**DATA LISTING:**
--------
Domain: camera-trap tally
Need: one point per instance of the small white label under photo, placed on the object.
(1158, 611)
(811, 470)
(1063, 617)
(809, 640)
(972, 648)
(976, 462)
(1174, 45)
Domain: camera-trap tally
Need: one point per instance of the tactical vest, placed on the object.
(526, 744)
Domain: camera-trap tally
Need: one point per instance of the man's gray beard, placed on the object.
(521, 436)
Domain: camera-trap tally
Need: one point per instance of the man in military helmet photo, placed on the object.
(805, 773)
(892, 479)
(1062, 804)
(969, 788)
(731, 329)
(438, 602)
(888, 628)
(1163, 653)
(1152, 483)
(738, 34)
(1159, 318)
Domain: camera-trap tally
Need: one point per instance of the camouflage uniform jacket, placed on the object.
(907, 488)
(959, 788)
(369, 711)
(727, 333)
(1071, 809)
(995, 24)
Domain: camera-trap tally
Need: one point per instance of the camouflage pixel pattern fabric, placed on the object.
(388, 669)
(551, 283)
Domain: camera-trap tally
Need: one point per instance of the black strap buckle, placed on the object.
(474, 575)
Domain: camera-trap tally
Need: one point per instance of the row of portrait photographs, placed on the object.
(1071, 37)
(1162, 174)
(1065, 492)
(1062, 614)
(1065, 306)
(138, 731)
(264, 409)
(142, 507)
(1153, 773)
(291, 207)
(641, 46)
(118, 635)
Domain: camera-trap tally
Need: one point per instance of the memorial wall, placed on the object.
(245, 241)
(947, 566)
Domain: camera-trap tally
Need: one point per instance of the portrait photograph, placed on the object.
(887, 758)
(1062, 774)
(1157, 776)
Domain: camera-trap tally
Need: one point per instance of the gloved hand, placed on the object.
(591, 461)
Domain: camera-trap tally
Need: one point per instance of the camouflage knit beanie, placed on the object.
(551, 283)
--------
**EXERCISE DESCRIPTION:** Please copy out the data above exactly.

**SOLVED EXERCISE:**
Domain: camera-trap tally
Need: one point per instance of the small white label under photo, placed on the object.
(1158, 611)
(811, 470)
(1063, 617)
(809, 640)
(972, 648)
(976, 462)
(1174, 45)
Domain: camera-trap tally
Need: one point per instance of the tactical vest, placed on the object.
(526, 744)
Domain: camera-trap tally
Need: one point per instance of the man's gray beard, placed on the object.
(521, 436)
Domain: camera-trap tally
Need: one point per instance of the man in military helmet photo, placed on the object.
(805, 773)
(892, 479)
(1062, 804)
(969, 788)
(731, 329)
(438, 602)
(888, 628)
(1163, 653)
(1152, 483)
(738, 34)
(1159, 318)
Domain: camera-trap tally
Need: one point per instance of the camouflage uniform jacket, placed on the object.
(907, 488)
(959, 788)
(369, 711)
(727, 333)
(1071, 809)
(995, 24)
Domain: camera-trap tally
Need: one point per instance of the camouflage pixel pattern fabric, placed on the object.
(388, 669)
(551, 283)
Domain: camera-trap tally
Need: one point per instance of the black strap buckle, placed on the object.
(474, 575)
Domain: camera-trap tally
Need: one point per instance of the row of portrait photographs, placed on the object.
(1071, 37)
(1162, 174)
(1065, 492)
(1062, 614)
(1065, 306)
(138, 731)
(264, 409)
(142, 507)
(1153, 773)
(291, 207)
(641, 46)
(118, 635)
Domain: camera-trap tally
Need: one point per instance of the memorial wall, placed on the object.
(245, 241)
(947, 566)
Domain: camera-trap tally
Need: one point per instance of the portrait photograph, placed on the object.
(887, 758)
(1062, 774)
(1157, 776)
Domain: camera-trap tally
Need: one point per instance of the gloved hand, placed on the object.
(591, 461)
Domain: camera-trap tally
Need: one point per instance of the camouflage knit beanie, placed on the object.
(551, 283)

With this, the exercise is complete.